## What is asked
Lay out the rows from the start through the line containing "M 38 53 L 36" as a JSON list of strings, one string per line, skipping blank lines. Leave the pictures out.

## Supplied entries
+-------+
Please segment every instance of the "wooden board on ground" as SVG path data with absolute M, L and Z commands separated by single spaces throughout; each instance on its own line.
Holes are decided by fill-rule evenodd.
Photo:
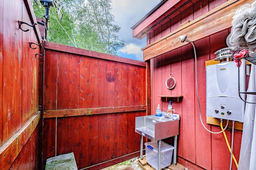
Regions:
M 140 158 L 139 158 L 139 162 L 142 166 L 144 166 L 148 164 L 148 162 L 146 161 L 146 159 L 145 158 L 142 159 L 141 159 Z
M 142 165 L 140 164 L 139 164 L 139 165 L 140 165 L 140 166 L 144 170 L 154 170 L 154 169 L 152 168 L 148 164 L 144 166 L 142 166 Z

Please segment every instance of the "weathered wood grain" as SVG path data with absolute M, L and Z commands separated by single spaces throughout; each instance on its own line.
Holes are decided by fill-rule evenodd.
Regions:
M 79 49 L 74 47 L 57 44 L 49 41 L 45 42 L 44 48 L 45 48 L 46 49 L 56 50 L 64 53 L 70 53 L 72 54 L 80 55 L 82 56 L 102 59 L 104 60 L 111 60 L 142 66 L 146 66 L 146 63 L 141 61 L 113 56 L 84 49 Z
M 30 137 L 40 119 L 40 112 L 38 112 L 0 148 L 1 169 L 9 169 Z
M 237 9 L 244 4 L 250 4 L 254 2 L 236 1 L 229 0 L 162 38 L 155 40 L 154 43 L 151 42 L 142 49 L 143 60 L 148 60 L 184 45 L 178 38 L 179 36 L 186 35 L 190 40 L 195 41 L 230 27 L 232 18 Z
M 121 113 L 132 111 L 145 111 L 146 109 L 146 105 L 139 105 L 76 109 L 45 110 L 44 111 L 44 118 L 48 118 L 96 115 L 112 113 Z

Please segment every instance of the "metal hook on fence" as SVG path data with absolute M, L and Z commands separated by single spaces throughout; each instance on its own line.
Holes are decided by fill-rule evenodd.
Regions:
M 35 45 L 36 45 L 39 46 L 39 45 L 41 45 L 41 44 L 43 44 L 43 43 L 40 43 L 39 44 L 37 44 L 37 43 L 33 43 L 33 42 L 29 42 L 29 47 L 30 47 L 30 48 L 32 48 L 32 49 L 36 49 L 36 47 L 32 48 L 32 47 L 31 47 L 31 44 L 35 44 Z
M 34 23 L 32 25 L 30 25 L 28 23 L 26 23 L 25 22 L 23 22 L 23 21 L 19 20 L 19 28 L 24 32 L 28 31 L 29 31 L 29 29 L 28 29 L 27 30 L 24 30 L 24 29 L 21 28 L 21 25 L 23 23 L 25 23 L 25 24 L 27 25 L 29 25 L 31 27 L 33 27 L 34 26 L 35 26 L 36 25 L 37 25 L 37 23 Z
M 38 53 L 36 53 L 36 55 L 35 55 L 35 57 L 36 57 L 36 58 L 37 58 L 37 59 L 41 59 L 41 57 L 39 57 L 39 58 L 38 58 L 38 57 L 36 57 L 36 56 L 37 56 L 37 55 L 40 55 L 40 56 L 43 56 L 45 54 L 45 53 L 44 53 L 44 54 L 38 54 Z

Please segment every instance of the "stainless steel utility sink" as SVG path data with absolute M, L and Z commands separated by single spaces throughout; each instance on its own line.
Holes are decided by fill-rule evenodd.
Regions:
+-------+
## Task solution
[
  "Please segment every instance of the \"wooden board on ground\" as SVG path data with absolute M, L and Z commands separated by single spaces throughout; each instance on its own line.",
  "Holes are decided by fill-rule evenodd.",
  "Photo:",
  "Regions:",
  "M 140 158 L 139 158 L 139 162 L 142 166 L 144 166 L 148 164 L 148 162 L 146 161 L 146 159 L 145 158 L 142 159 L 141 159 Z",
  "M 142 165 L 140 164 L 139 164 L 139 165 L 140 165 L 140 166 L 144 170 L 154 170 L 154 169 L 152 168 L 148 164 L 144 166 L 142 166 Z",
  "Please segment every instance of the \"weathered wood grain\" as SVG path data with absolute M, L and Z commands separated by single spaces throughout; each instance on its own line.",
  "Holes are decided by fill-rule evenodd.",
  "Regions:",
  "M 79 49 L 74 47 L 57 44 L 49 41 L 45 42 L 44 48 L 45 48 L 46 49 L 56 50 L 64 53 L 70 53 L 72 54 L 80 55 L 82 56 L 102 59 L 104 60 L 111 60 L 142 66 L 146 66 L 146 63 L 141 61 L 113 56 L 84 49 Z",
  "M 30 137 L 40 119 L 40 112 L 38 112 L 0 148 L 1 169 L 9 169 Z",
  "M 237 9 L 244 4 L 250 4 L 254 2 L 236 1 L 229 0 L 162 38 L 155 40 L 154 43 L 151 42 L 142 49 L 143 60 L 148 60 L 184 45 L 178 38 L 179 36 L 186 35 L 190 40 L 195 41 L 230 27 L 232 18 Z",
  "M 121 113 L 132 111 L 145 111 L 146 109 L 146 105 L 139 105 L 76 109 L 45 110 L 44 111 L 44 118 L 48 118 L 96 115 L 112 113 Z",
  "Please segment every instance of the \"metal hook on fence\" as SVG path data with absolute M, L and Z commands separated by single spaces throughout; each instance on its own line.",
  "Holes are decided by fill-rule evenodd.",
  "Regions:",
  "M 35 45 L 36 45 L 39 46 L 39 45 L 41 45 L 41 44 L 43 44 L 43 43 L 40 43 L 39 44 L 37 44 L 37 43 L 33 43 L 33 42 L 29 42 L 29 47 L 30 47 L 30 48 L 32 48 L 32 49 L 36 49 L 36 47 L 32 48 L 32 47 L 31 47 L 31 44 L 35 44 Z",
  "M 34 23 L 32 25 L 30 25 L 28 23 L 26 23 L 25 22 L 23 22 L 23 21 L 19 20 L 19 28 L 24 32 L 28 31 L 29 31 L 29 29 L 28 29 L 27 30 L 24 30 L 24 29 L 21 28 L 21 25 L 23 23 L 25 23 L 25 24 L 27 25 L 29 25 L 31 27 L 33 27 L 34 26 L 35 26 L 36 25 L 37 25 L 37 23 Z",
  "M 38 53 L 36 53 L 36 55 L 35 55 L 35 57 L 36 57 L 36 58 L 37 58 L 37 59 L 41 59 L 41 57 L 39 57 L 39 58 L 38 58 L 38 57 L 36 57 L 36 56 L 37 56 L 37 55 L 40 55 L 40 56 L 43 56 L 45 54 L 45 53 L 44 53 L 44 54 L 38 54 Z"
]